PROBLEM SET:
**1.** Duplicate the passage of the Virtuality article starting with "If the pilot, which" and going on through "another TV movie.".
**2.** Render this sentence from the Virtuality article in Spanish: "If the pilot, which doesn't completely resolve itself in two hours, is not picked up for series, Moore said it could continue in another medium, such as comic book form or as another TV movie."

PAGE TEXT:

In Depth

'Anything Is Possible' Says 'Virtuality' Creator Moore

Fox is taking a wait and see approach with the two-hour pilot movie "Virtuality," airing June 26.

virtuality.jpgWhile co-creator Ronald D. Moore said it doesn't look like the project is going to series, he cautioned, "Never say never."

"They [Fox] haven't picked it up to date. Their attitude, I think, is kind of wait and see. They want to see what the reaction is going to be," Moore said in a conference call. "I think right now it doesn't look like it's going to series, but if enough people watched and enough people got excited about it, anything is possible."

If the pilot, which doesn't completely resolve itself in two hours, is not picked up for series, Moore said it could continue in another medium, such as comic book form or as another TV movie.

"We've talked about all those possibilities. It depends on where we go after the broadcast," he added. "Sometimes these things have a bigger life that blossoms a few weeks after the broadcast."

Location labeling records
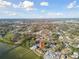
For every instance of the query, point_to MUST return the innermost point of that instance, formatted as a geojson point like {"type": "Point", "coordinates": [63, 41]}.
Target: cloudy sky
{"type": "Point", "coordinates": [39, 8]}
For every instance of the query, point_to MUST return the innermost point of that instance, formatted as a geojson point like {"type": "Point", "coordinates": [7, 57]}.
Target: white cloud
{"type": "Point", "coordinates": [28, 5]}
{"type": "Point", "coordinates": [72, 4]}
{"type": "Point", "coordinates": [4, 4]}
{"type": "Point", "coordinates": [55, 14]}
{"type": "Point", "coordinates": [10, 13]}
{"type": "Point", "coordinates": [44, 4]}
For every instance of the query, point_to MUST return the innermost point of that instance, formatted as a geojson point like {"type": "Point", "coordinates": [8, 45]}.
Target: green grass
{"type": "Point", "coordinates": [22, 53]}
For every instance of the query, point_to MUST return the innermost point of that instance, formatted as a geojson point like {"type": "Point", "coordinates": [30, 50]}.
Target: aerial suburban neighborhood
{"type": "Point", "coordinates": [39, 39]}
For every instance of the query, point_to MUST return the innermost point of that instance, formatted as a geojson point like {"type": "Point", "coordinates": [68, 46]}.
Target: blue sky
{"type": "Point", "coordinates": [39, 8]}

WRITTEN ANSWERS:
**1.**
If the pilot, which doesn't completely resolve itself in two hours, is not picked up for series, Moore said it could continue in another medium, such as comic book form or as another TV movie.

**2.** Si el piloto, que no se resuelve por completo en dos horas, no es elegido para convertirse en serie, Moore dijo que podría continuar en otro medio, como en formato de cómic o como otra película para televisión.